Le Triomphe d'Achille de Franz Matsch. Sur cette fresque, Achille, debout sur un char, tire la dépouille d'Hector devant les portes de Troie.

En face de l'entrée, un escalier monumental, fait de marbre et de bronze, est entouré des statues de Zeus (à droite) et d'Héra (à gauche)[4]. Cet escalier, inspiré de celui de l'Opéra Garnier[6], conduit à une vaste fresque. Peint par Franz Matsch, Le Triomphe d'Achille[N 3] représente la victoire du héros grec sur le prince troyen Hector[9] et rappelle au visiteur qu'il se trouve dans un palais dédié au personnage homérique.

À droite de l'escalier, le chœur de la chapelle catholique de Sissi est orné d'une œuvre représentant le jugement du Christ par Ponce Pilate[9]. Au-dessous, un autre tableau représente une Vierge à l'Enfant par Franz Matsch. Plusieurs statues et d'autres tableaux d'inspiration religieuse complètent la décoration de la chapelle[4].

Bureau de Sissi à l'Achilleion.

● ● ● ● ● ● ●

Reprenez la description de l'Achilleion à la suite de sa dernière phrase et prolongez-la.

▶ _Entrées fournies_:
● ● ● ● ● ● ●

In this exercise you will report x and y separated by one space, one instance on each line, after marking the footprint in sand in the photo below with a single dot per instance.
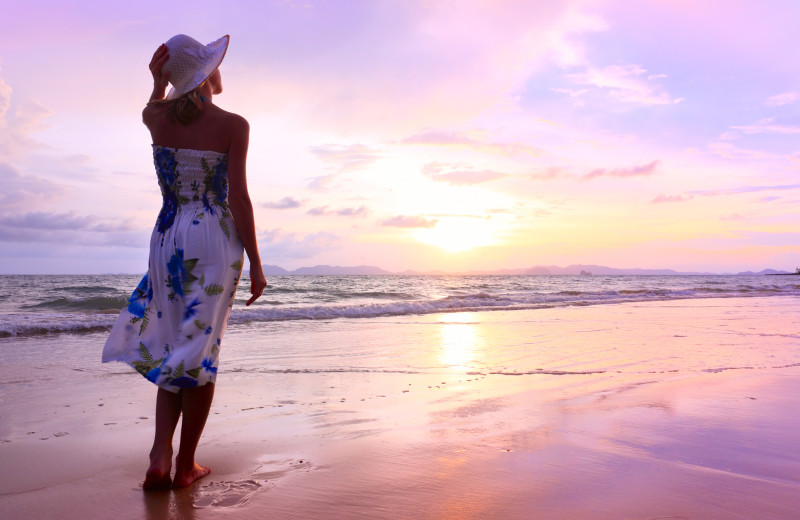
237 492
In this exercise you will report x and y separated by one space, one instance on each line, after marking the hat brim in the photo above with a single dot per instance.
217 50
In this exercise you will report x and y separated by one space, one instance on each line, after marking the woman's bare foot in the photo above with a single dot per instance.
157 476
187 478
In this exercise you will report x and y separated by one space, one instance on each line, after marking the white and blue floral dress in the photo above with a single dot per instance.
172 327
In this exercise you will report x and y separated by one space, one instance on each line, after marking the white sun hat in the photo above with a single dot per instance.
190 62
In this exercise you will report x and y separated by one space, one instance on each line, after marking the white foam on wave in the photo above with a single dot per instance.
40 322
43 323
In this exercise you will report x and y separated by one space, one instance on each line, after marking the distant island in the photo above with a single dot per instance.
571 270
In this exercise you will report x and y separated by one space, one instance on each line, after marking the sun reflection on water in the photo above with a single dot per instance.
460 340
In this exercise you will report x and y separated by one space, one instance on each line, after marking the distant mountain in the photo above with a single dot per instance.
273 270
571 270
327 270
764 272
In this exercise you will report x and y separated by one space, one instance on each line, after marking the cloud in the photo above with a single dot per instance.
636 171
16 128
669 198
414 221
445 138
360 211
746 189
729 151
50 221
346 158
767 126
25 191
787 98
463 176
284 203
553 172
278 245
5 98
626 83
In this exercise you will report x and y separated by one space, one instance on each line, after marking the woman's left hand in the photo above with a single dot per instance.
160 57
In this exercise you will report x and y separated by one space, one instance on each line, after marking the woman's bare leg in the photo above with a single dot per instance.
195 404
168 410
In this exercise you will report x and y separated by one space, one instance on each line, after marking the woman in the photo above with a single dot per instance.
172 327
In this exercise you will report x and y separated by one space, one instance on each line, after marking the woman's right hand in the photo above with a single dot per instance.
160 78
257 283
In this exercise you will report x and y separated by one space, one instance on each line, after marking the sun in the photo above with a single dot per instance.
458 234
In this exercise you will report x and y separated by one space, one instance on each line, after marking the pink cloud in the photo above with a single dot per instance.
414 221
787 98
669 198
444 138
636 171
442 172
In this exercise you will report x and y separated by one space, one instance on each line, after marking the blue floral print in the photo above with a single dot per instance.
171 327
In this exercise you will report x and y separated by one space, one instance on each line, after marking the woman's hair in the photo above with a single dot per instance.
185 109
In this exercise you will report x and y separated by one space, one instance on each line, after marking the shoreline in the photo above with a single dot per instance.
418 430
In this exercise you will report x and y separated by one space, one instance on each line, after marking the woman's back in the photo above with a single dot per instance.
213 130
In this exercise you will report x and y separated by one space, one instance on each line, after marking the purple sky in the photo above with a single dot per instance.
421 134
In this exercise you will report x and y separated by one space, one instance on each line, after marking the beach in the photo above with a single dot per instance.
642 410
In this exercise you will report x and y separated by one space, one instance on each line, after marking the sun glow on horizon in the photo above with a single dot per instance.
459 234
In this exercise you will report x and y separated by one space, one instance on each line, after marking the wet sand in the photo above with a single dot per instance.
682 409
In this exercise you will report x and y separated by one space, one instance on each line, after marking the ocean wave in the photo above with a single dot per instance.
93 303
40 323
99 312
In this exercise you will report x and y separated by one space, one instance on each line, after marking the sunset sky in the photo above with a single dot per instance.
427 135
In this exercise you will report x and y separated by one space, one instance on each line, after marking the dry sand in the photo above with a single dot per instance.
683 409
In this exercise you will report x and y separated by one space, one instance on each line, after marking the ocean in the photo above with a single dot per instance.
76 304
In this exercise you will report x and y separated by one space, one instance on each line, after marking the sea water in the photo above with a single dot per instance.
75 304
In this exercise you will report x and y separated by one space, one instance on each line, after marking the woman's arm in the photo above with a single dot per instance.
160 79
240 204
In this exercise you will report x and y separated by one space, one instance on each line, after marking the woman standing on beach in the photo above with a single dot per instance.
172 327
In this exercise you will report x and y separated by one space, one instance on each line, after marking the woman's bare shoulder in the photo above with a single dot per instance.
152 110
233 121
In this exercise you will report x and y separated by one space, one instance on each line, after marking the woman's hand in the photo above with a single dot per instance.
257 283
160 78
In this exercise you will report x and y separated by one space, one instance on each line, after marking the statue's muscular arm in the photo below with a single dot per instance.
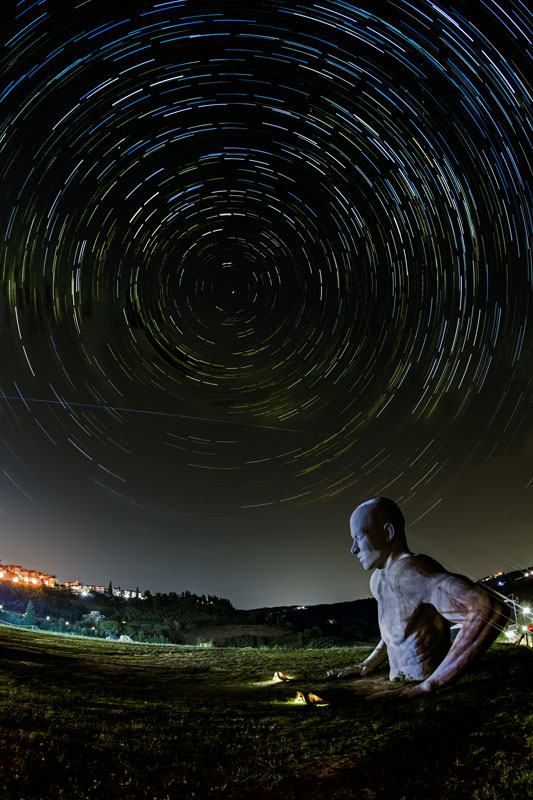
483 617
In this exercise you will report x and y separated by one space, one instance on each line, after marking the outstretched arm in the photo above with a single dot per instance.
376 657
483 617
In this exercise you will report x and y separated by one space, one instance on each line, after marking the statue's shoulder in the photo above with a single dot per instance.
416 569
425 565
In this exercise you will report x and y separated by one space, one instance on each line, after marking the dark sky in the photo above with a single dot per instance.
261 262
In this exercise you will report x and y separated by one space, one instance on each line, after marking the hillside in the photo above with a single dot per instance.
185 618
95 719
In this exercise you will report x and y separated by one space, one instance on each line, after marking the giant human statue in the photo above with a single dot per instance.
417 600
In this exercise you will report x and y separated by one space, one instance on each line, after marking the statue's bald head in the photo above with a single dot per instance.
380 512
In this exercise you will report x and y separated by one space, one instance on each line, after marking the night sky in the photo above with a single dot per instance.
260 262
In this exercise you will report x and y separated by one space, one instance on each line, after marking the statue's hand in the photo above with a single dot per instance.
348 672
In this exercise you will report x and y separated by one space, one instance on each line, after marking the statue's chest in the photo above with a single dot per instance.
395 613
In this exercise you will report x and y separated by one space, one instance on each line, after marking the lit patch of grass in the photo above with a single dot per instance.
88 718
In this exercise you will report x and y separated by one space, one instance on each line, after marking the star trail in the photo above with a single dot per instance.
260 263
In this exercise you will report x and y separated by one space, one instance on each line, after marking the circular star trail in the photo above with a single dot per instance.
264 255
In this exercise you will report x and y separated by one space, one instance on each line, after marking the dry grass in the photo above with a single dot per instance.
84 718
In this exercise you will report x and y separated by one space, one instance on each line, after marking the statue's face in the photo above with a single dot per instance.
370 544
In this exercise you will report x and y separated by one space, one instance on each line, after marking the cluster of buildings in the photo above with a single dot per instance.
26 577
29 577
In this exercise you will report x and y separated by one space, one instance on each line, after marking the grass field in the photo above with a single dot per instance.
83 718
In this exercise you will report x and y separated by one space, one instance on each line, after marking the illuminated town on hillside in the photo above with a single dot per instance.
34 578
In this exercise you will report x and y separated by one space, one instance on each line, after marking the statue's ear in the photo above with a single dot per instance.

● ● ● ● ● ● ●

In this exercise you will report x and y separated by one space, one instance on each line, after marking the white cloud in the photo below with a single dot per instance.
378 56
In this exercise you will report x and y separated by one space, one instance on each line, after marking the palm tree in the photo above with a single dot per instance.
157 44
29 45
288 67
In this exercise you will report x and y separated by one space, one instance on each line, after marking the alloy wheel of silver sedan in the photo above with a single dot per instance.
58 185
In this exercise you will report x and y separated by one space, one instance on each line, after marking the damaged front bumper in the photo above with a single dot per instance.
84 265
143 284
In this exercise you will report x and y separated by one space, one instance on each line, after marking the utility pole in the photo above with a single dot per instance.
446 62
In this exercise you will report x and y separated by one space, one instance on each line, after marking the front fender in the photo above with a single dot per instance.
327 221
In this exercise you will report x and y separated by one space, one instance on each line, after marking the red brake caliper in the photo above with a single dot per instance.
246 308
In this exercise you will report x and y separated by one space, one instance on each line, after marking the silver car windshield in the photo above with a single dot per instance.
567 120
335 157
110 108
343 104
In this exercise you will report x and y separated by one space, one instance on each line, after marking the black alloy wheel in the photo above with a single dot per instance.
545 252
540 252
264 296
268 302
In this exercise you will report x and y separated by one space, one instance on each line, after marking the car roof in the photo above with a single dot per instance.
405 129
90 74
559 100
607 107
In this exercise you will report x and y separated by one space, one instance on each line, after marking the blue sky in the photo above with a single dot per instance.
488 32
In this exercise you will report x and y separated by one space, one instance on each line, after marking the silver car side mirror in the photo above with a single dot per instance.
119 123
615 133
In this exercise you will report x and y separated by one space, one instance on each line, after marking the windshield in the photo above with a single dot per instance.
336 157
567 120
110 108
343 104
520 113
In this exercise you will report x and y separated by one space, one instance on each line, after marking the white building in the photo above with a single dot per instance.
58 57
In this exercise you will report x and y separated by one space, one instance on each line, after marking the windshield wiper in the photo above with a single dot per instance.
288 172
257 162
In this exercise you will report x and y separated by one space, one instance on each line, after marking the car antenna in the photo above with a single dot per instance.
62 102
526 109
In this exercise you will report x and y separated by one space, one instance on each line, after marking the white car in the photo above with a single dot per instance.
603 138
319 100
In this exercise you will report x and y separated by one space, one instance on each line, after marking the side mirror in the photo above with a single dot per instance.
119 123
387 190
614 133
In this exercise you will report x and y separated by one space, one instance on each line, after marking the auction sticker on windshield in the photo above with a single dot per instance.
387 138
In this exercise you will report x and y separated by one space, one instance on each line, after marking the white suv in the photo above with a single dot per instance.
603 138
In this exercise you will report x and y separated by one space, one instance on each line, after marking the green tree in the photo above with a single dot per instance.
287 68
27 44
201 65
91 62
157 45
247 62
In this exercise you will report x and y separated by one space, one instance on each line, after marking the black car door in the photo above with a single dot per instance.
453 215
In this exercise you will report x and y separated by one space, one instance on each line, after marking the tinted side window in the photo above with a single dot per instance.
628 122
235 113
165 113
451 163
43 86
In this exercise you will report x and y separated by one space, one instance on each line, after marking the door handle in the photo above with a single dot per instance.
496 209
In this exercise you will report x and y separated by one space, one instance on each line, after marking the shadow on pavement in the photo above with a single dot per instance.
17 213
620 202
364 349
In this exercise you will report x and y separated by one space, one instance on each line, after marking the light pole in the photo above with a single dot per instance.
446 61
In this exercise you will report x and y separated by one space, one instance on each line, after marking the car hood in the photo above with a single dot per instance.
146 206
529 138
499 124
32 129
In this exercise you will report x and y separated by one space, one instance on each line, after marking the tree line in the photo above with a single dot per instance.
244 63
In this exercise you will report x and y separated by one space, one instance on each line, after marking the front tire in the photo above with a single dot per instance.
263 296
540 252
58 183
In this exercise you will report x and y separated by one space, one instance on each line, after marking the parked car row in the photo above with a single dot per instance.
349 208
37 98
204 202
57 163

● ● ● ● ● ● ●

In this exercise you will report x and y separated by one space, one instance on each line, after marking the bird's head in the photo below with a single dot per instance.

● ● ● ● ● ● ●

▶ _Résultat_:
À proximité de la chapelle, se trouvent deux salons qui conservent de nombreux souvenirs de l'impératrice Élisabeth et du kaiser Guillaume. Dans la pièce consacrée à l'épouse de François-Joseph, se trouvent différents bibelots et autres menus objets ayant appartenu à la souveraine tandis que, dans celle consacrée à Guillaume II, une maquette du yacht Hohenzollern et différents tableaux rappellent le goût du kaiser pour la mer et la navigation[9],[6].

À gauche de l'escalier du vestibule, se trouve la salle à manger-fumoir de Sissi, dont les murs bleus sont semés d'angelots en stuc[6]. Cette pièce abrite les bureaux du musée[4]. Dans le prolongement, deux autres salles contiennent des meubles ayant appartenu à Sissi et au kaiser. On peut notamment y observer le lit de fer à roulettes de la souveraine ou encore son bureau. L'une de ces pièces conserve également une œuvre du peintre bavarois Ludwig Thiersch représentant la rencontre d'Ulysse et de la princesse phéacienne Nausicaa[4].

Terrasses, jardins et statues

Le Musicien aux cymbales devant le Péristyle des Muses et la Galerie des Philosophes. La fontaine située à droite du Musicien est bordée de fleurs multicolores.

À droite de la façade du bâtiment principal, l’Escalier des dieux, orné des statues de différentes divinités (comme Apollon, Aphrodite, Artemis ou Hermès), conduit aux jardins en terrasses de l'Achilleion[4],[5] qui descendent jusqu'à la mer[10]. Là, une abondante végétation, composée notamment de myrtes, de citronniers, d'oliviers et de lauriers roses, offre un cadre ombragé au visiteur[11].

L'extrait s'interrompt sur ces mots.